Les résultats obtenus grâce à la CES, semblent confirmer ceux des études précédemment menées, à savoir que la gomme vinylique (Mars Plastic) est la moins délétère d’un point de vue chimique, pour la cellulose du papier. Nous avons montré que des 3 gommes analysées, la Design Artgum est la moins recommandable ; viennent ensuite la Wishab puis la poudre Stouls.

Les gommes ont des compositions complexes et extrêmement variables d’une marque à l’autre et d’un lot à l’autre. Il est donc difficile de généraliser à l’ensemble d’une famille, les résultats particuliers obtenus à l’issue de cette étude (Mars Plastics pour les gommes vinyliques, Design Artgum pour les factices, etc.). Pour confirmer ces tendances, d’autres gommes devront être analysées.
On remarquera toutefois que la nocivité d’une gomme semble liée à la quantité de soufre qu’elle renferme :

Design Artgum (33,9%), Wishab (19,6%), poudre Stouls (2,8%) et enfin, Mars Plastic (0%) dans l’ordre décroissant de nocivité.

Ces résultats doivent néanmoins être relativisés. Même si elles permettent de comparer l’éventuelle nocivité des matériaux utilisés en conservation restauration des documents patrimoniaux, les conditions de vieillissement utilisées peuvent être qualifiées « d’extrêmes ». Par ailleurs, après dépoussiérage minutieux à la brosse douce, nous n’avons observé (au microscope électronique à balayage) qu’une quantité très infime de particules résiduelles déposées dans les papiers après gommage.
Ces tests n’ont pas pour issue de condamner l’utilisation de certaines gommes à effacer dans les ateliers, mais devraient plutôt aider les restaurateurs à choisir parmi les gommes dont ils disposent, la moins nocive pour un traitement et/ou un document donné.

※

Consigne:
Traduisez en anglais cette phrase de l'extrait consacré aux gommes à effacer : « Les gommes ont des compositions complexes et extrêmement variables d'une marque à l'autre et d'un lot à l'autre. » Les données qui suivent sont sans lien avec l'extrait.

(Entrées de données enregistrées)
※

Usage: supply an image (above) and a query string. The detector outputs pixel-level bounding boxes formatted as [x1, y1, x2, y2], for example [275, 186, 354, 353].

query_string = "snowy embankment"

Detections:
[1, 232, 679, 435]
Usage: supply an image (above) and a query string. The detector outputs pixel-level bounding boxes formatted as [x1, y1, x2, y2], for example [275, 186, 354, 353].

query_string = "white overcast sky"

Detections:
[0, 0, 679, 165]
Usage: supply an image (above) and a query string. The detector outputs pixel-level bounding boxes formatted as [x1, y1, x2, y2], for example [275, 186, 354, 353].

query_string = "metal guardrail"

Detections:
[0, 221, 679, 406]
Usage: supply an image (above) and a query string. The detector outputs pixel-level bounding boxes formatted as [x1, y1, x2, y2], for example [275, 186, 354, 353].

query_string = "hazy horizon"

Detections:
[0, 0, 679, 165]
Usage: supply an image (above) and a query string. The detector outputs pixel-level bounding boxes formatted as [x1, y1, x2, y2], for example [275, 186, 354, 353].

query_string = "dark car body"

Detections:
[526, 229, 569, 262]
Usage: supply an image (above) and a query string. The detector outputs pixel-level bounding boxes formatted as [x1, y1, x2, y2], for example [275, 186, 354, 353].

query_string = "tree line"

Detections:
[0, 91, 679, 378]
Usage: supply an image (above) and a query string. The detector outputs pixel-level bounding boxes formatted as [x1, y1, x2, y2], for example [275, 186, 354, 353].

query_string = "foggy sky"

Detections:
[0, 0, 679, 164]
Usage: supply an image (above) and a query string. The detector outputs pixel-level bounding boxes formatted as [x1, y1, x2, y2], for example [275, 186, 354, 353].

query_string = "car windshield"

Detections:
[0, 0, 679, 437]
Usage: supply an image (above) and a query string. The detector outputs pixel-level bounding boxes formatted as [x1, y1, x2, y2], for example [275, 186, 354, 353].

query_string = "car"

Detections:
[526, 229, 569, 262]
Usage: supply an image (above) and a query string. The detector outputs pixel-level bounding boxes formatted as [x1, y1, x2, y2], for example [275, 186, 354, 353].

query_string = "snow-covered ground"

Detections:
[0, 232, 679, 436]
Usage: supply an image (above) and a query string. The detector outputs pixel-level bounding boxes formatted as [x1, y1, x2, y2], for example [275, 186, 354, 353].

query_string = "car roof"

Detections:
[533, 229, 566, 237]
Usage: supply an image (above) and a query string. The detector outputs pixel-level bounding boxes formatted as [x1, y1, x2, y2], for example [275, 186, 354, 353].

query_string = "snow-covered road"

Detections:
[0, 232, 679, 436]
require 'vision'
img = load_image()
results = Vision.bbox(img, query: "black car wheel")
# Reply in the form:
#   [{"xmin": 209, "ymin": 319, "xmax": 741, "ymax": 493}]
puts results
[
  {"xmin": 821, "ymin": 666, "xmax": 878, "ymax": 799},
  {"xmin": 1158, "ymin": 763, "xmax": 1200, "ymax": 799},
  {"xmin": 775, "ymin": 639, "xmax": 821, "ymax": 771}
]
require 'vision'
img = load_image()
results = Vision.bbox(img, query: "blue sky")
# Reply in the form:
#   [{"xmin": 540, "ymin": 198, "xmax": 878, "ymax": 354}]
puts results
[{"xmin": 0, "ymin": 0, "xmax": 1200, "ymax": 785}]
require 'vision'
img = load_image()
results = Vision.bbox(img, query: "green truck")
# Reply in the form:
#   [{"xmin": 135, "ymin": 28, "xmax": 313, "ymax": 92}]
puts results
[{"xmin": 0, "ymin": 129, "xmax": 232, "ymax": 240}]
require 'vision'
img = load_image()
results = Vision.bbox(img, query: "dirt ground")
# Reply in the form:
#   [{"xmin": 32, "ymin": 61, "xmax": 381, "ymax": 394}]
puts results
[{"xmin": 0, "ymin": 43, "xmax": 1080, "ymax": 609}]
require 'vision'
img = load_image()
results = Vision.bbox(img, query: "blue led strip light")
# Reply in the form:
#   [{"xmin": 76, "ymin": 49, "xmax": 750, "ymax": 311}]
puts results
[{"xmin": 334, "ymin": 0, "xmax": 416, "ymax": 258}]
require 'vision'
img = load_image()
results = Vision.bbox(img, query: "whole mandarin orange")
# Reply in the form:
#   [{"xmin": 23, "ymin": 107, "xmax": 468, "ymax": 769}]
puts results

※

Réponse:
Erasers have complex compositions that vary enormously from one brand to another and from one batch to another.